▸ TEXT TO READ
--- begin ---

Of course, all of this is a crass exercise on the part of America’s financial class, a heaping sacrifice of vulnerable Americans and democratic bulwarks for the sake of “number go up.” Still, one thing that “Trump trades” can demonstrate is a map of reliable indicators of who wants (and expects) to profit from the return of this insurrectionist maniac, as well as whether they’ll find themselves sunk in the longer term when Trump’s loyal advisory team once again does something economically heartless and stupid.
These are the public companies to keep watch over throughout the next few years, the biggest Trump bettors that will soon find out whether “doing business with Hitler” was worth it after all:
Crypto
The cryptocurrency industry spent so much money in this race that they’ve all but bribed and ensured future loyalty from a bipartisan swath of lawmakers. Trump himself was quite attentive to “your Bitcoin, your crypto, and everything else that you’re playing with” this election cycle: speaking at the Bitcoin 2024 conference, launching his own NFT “trading cards,” and even helming his own flopping crypto trading business, World Liberty Financial. More importantly, there’s the inevitability that Trump and a paid-off Congress will shove aside the Biden era’s aggressive regulators, like Securities and Exchange Commission Chair Gary Gensler, and allow the digital assets sector to freely prey on more retail investors and promulgate more scams. Here are the funny-money investors who have arguably benefited the most so far:
Microstrategy: The Bitcoin software company also got a nice postelection bump, with Trump’s victory leading its key currency to never-before-seen thresholds. To celebrate, Microstrategy made its largest Bitcoin purchase since 2020, scooping up about $2 billion worth of that digital gold and announcing a massive new fundraising round.
Nvidia: Energy-intensive Bitcoin mining requires the types of processors that Nvidia has specialized in from the beginning—an early specialty that’s helped it to become a multitrillion-dollar company in the age of energy-intensive A.I. training. So the processing unit manufacturer has a lot to look forward to.
Coinbase: CEO Brian Armstrong was the single most significant organizer (and funder) of the 2024 election cycle’s crypto lobby, and his publicly traded digital exchange—which also holds a federal contract with the U.S. Marshals and is also fending off an SEC suit that would require most crypto tokens to be registered as securities—has enjoyed a nice postelection surge.

--- end ---

▸ STORED DATA
--- begin ---

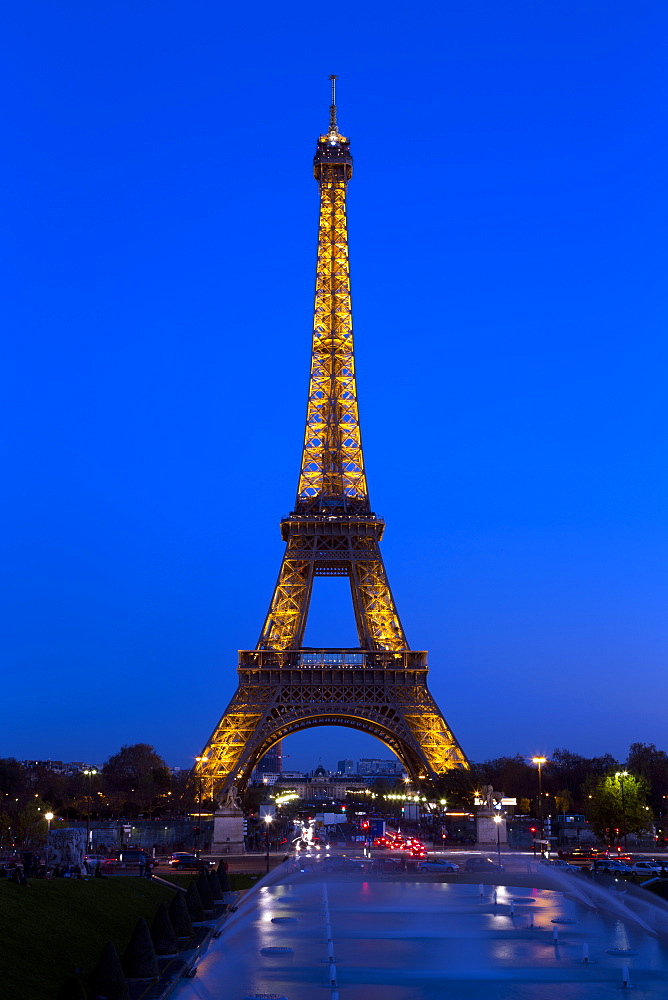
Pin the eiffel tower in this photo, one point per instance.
(379, 688)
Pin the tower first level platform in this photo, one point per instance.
(382, 693)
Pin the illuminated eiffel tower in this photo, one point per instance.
(379, 688)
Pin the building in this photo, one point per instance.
(58, 766)
(373, 767)
(270, 764)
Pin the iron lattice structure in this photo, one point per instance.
(380, 688)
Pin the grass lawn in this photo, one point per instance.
(53, 927)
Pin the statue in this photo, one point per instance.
(66, 847)
(491, 797)
(232, 798)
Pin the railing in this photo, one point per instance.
(346, 659)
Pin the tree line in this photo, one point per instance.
(135, 782)
(616, 797)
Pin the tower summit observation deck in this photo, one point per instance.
(381, 686)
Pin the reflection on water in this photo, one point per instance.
(407, 940)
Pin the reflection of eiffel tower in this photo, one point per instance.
(381, 687)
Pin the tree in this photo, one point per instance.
(618, 805)
(563, 801)
(652, 764)
(135, 777)
(572, 772)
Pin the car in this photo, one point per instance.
(559, 863)
(647, 867)
(438, 865)
(191, 862)
(480, 864)
(610, 866)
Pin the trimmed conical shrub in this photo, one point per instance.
(180, 917)
(72, 989)
(139, 960)
(162, 933)
(204, 891)
(216, 888)
(108, 981)
(223, 877)
(194, 904)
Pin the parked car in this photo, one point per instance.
(562, 865)
(611, 866)
(191, 862)
(480, 864)
(438, 865)
(647, 867)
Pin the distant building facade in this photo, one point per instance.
(373, 767)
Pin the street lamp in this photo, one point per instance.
(90, 772)
(498, 821)
(621, 775)
(200, 760)
(267, 820)
(540, 761)
(48, 817)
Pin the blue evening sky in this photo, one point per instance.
(507, 221)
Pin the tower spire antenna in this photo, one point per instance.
(332, 108)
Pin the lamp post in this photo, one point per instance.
(200, 761)
(540, 761)
(621, 775)
(267, 820)
(48, 817)
(90, 772)
(498, 821)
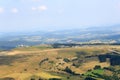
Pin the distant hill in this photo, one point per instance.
(103, 34)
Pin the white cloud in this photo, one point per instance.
(14, 10)
(34, 8)
(1, 10)
(42, 8)
(36, 0)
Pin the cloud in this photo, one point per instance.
(35, 0)
(34, 8)
(1, 10)
(14, 10)
(42, 8)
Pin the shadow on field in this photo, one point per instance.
(8, 60)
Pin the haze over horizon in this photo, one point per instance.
(35, 15)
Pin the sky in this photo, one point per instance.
(35, 15)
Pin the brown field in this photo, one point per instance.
(23, 63)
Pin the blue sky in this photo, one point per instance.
(25, 15)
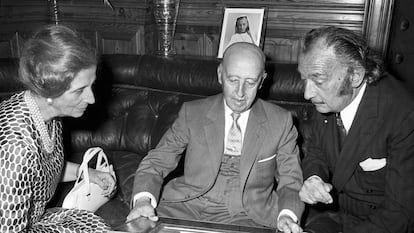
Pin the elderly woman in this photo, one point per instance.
(58, 69)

--- end ---

▸ EXERCISE SET
(A) What three things does the piece on Trump trades say Trump did this election cycle to show attention to crypto?
(B) Do these statements agree with the piece on Trump trades? Answer yes or no for each, quoting the deciding words.
(i) Microstrategy's postelection Bitcoin purchase was its largest since 2020.
(ii) Brian Armstrong is the CEO of Nvidia.
(iii) Coinbase holds a federal contract with the U.S. Marshals.
(C) Write the next part of the piece on Trump trades, picking up after its last sentence.

▸ ANSWERS TO THE PROBLEMS
(A)
- Spoke at the Bitcoin 2024 conference
- Launched his own NFT "trading cards"
- Helmed his own flopping crypto trading business, World Liberty Financial

(B)
(i) Yes: "Microstrategy made its largest Bitcoin purchase since 2020"
(ii) No: "Coinbase: CEO Brian Armstrong"
(iii) Yes: "which also holds a federal contract with the U.S. Marshals"

(C)
Trump’s Friends
Speaking of supporters who stand to profit …
Tesla: CEO Elon Musk’s role as campaign surrogate and likely government adviser gave his biggest company a fiery boost from investors, and his already sky-high net worth ballooned as a result. (Tesla stock remains the primary driver of his wealth.) No, it doesn’t matter that Trump doesn’t care for electric vehicles or charging stations; Tesla is already pivoting toward robots and sure-to-be-faulty robotaxis. Bonus: Tesla, along with Musk ventures like SpaceX, likely won’t have those pesky federal rules and regulations and unions to deal with. (Not to mention, those federal lawsuits over racism at Tesla’s workplaces.)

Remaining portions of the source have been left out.